What you are asked to do:
Count the rows below that contain the string "snow". Reply with the number alone.

* Start Dataset rows *

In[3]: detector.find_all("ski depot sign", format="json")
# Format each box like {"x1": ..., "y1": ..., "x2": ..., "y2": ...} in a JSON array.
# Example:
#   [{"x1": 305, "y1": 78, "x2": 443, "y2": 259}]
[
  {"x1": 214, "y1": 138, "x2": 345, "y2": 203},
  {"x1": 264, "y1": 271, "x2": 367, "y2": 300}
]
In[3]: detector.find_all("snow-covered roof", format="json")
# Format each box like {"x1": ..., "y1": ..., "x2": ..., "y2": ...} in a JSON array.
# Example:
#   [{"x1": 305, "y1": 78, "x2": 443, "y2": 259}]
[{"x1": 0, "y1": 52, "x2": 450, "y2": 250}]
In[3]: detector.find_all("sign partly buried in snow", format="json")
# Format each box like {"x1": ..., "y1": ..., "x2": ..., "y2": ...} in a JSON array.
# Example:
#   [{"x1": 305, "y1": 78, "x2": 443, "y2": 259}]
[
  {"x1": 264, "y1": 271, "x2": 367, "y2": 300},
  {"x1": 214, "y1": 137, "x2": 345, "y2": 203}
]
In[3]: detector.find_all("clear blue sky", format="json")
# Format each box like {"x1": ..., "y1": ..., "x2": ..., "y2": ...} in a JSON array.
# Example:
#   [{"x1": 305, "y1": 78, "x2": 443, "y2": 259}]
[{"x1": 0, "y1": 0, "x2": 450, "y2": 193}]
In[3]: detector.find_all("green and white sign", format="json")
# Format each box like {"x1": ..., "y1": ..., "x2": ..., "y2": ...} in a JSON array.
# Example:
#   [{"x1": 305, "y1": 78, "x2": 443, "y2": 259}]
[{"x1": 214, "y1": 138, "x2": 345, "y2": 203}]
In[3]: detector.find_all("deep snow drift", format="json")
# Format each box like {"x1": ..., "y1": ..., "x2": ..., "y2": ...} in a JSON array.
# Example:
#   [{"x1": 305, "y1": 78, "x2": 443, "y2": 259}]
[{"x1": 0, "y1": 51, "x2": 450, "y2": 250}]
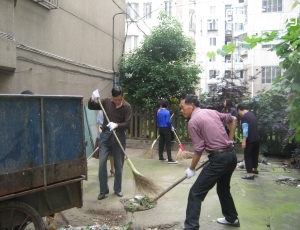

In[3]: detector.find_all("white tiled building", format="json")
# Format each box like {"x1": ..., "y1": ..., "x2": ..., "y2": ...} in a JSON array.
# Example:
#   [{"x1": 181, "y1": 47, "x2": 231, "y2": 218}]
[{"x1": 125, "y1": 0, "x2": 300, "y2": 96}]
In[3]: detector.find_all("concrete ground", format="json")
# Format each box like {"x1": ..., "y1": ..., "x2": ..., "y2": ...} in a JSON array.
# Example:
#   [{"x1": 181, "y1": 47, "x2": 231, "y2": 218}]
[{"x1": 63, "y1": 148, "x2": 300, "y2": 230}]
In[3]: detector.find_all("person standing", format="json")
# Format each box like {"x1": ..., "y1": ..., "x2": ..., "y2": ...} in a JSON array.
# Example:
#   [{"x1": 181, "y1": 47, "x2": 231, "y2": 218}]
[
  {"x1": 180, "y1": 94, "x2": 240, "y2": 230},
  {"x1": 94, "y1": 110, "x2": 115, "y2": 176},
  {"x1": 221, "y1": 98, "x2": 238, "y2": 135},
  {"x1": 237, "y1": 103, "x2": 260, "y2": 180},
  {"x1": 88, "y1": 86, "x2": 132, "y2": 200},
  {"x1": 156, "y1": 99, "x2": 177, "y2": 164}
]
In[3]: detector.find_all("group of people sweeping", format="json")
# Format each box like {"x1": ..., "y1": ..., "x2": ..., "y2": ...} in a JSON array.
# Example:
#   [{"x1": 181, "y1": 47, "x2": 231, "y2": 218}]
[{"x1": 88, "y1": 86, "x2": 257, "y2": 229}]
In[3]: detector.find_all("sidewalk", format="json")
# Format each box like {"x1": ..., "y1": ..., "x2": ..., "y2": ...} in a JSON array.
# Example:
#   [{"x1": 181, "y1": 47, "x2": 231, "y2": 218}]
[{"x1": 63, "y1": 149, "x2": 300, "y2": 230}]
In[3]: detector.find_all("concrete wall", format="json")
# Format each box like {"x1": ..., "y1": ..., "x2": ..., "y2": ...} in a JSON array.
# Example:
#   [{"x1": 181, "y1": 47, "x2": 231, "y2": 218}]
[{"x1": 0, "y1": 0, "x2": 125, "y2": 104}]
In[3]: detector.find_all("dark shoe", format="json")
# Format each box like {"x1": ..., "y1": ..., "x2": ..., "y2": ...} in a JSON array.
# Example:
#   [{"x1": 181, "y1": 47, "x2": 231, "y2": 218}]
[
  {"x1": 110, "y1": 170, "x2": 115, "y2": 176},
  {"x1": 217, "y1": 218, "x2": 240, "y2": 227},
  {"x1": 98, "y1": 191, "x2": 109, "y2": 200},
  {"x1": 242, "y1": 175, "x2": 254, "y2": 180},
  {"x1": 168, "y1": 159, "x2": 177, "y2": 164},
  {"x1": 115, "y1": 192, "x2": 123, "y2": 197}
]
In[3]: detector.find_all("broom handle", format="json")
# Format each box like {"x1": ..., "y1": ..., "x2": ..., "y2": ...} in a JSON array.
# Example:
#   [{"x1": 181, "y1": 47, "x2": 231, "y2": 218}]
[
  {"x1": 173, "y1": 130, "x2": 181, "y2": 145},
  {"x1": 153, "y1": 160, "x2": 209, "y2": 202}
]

* End Dataset rows *
* Start Dataset rows *

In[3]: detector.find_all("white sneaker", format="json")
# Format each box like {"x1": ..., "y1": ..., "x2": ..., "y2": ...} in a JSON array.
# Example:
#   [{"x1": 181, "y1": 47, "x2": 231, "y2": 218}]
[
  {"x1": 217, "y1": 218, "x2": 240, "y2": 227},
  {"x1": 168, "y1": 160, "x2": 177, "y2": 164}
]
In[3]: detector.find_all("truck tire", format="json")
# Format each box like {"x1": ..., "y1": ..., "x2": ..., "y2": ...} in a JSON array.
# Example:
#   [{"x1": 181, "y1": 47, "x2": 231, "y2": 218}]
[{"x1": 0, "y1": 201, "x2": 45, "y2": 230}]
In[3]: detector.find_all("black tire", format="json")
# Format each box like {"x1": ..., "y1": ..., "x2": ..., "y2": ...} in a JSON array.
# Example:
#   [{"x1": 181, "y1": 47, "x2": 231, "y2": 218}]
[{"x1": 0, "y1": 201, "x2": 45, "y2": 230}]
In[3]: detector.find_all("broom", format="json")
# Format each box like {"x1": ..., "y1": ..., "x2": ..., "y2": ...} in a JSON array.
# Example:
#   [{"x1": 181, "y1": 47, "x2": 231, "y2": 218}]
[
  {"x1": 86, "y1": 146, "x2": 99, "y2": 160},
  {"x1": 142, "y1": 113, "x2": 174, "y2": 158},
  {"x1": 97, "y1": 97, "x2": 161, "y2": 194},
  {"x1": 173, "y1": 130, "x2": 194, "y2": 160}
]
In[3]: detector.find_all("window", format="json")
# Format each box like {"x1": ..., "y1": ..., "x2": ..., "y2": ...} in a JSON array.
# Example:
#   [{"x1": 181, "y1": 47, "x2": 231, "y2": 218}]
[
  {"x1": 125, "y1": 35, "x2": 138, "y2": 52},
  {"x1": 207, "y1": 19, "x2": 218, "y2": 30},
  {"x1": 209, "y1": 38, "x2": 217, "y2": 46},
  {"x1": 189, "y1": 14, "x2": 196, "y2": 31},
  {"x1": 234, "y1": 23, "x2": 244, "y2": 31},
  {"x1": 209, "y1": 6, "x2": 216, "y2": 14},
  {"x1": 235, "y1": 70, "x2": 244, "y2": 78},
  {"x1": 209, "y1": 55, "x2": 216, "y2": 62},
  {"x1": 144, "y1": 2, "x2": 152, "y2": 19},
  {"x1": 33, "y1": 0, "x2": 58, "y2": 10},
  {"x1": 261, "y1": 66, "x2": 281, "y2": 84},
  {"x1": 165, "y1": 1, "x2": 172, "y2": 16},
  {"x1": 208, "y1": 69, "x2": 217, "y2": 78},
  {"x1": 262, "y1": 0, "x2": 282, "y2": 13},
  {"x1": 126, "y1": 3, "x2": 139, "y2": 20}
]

* End Dataset rows *

The reply:
3